Each line from the beginning of the entries below through the line that includes "Mark the region of every instance of the **metal" must be returned exactly as given.

*** Information shown Section Begins ***

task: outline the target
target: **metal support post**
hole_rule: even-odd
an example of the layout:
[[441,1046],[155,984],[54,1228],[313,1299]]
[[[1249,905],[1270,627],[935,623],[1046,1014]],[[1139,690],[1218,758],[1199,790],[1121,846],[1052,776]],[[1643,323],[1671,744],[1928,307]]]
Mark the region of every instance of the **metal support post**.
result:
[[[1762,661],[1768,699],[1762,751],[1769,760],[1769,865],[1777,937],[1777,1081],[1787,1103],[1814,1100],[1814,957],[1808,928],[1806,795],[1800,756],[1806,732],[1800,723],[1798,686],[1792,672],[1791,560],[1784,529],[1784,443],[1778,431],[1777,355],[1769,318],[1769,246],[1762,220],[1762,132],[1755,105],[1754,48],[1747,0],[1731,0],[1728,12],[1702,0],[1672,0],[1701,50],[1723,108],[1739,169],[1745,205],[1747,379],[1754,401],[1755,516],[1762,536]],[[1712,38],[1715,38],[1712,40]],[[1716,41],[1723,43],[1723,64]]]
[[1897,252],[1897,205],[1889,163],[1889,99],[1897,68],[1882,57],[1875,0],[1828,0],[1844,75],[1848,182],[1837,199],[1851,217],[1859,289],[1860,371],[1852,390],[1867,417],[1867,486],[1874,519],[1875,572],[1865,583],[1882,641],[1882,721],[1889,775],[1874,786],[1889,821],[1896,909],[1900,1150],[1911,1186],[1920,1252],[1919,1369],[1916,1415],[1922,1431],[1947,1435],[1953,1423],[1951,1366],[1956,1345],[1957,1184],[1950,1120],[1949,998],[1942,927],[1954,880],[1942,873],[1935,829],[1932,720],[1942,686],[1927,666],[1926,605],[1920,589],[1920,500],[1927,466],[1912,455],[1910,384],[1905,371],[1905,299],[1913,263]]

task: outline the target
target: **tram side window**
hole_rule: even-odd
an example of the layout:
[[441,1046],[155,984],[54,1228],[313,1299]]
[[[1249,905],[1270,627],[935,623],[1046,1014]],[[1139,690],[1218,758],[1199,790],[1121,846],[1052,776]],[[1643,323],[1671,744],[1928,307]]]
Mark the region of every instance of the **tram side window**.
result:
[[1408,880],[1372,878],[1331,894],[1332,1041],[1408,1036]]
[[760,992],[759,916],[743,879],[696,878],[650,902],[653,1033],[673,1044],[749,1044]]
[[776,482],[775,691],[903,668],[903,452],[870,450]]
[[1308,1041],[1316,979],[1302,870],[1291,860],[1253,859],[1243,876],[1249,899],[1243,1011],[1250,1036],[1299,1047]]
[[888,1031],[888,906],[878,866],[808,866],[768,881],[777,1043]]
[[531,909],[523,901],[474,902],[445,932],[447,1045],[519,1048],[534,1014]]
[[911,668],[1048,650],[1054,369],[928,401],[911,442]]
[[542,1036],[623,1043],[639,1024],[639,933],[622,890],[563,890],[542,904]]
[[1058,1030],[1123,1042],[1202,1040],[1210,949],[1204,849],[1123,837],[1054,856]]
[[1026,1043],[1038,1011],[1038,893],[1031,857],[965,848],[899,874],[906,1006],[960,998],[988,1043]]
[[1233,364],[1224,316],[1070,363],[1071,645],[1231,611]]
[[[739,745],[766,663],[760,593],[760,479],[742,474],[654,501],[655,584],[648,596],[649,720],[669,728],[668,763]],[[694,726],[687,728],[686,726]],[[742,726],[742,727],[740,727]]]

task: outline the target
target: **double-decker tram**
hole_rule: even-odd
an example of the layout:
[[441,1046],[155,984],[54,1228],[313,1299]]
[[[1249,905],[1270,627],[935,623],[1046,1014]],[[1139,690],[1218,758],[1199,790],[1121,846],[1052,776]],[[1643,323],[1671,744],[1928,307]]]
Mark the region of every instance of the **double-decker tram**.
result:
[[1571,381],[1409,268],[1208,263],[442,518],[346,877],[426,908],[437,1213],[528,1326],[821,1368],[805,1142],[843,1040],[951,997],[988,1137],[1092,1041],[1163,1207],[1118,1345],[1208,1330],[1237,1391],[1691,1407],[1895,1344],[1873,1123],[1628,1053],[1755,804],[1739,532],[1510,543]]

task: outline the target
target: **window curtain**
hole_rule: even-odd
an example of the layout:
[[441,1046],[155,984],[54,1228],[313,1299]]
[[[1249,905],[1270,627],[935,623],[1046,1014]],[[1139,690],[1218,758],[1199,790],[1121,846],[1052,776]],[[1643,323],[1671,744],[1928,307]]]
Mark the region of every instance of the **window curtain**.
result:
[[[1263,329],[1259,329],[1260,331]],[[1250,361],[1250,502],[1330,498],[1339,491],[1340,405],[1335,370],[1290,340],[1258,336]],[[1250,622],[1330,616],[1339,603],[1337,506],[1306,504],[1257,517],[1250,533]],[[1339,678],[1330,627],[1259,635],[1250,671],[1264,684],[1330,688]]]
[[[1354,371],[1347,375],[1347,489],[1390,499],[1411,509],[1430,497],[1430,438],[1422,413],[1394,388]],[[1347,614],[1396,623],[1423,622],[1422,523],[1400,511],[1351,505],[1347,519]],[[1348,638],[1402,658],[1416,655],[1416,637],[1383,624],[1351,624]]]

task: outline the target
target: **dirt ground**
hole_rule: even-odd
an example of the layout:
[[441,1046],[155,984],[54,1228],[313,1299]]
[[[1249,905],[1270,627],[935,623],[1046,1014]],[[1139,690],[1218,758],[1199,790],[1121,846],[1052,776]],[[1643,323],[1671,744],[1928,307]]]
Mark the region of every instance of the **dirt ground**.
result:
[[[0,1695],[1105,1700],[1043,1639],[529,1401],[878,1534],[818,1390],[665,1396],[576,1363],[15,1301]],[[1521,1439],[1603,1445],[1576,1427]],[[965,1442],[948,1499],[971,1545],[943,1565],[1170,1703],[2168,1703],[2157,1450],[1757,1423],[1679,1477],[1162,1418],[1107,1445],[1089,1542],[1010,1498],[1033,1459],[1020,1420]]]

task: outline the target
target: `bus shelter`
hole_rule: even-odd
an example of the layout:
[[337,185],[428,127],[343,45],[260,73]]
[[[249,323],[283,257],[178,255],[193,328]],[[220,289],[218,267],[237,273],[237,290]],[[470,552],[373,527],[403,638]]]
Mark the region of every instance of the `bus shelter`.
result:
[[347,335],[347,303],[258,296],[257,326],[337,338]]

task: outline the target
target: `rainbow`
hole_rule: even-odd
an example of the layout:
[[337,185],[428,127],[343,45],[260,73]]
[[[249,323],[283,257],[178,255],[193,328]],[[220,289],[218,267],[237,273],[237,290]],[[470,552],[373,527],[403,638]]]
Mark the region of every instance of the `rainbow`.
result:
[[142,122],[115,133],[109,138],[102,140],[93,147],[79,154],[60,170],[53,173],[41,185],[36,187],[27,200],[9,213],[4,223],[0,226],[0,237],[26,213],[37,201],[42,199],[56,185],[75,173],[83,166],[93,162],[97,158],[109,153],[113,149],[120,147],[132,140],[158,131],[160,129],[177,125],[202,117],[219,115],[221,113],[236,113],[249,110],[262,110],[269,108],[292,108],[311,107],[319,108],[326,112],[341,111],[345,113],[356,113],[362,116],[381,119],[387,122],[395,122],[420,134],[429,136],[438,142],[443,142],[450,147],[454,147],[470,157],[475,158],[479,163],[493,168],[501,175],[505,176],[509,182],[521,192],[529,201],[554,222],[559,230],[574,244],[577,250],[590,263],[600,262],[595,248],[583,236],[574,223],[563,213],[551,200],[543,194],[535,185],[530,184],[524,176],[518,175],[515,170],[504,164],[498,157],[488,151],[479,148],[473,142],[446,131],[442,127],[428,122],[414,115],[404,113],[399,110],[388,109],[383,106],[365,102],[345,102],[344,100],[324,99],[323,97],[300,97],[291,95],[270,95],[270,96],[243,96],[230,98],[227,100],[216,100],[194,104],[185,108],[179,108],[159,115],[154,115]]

*** Information shown Section Ends ***

- [Response for this exercise]
task: outline the target
target: **metal support post**
hole_rule: even-odd
an example of the layout:
[[441,1046],[155,984],[54,1228],[313,1299]]
[[[1249,905],[1270,627],[935,623],[1046,1014]],[[1139,690],[1218,758],[1199,790],[1121,846],[1052,776]],[[1643,323],[1671,744],[1928,307]]]
Mark the region of every instance of the **metal support post**.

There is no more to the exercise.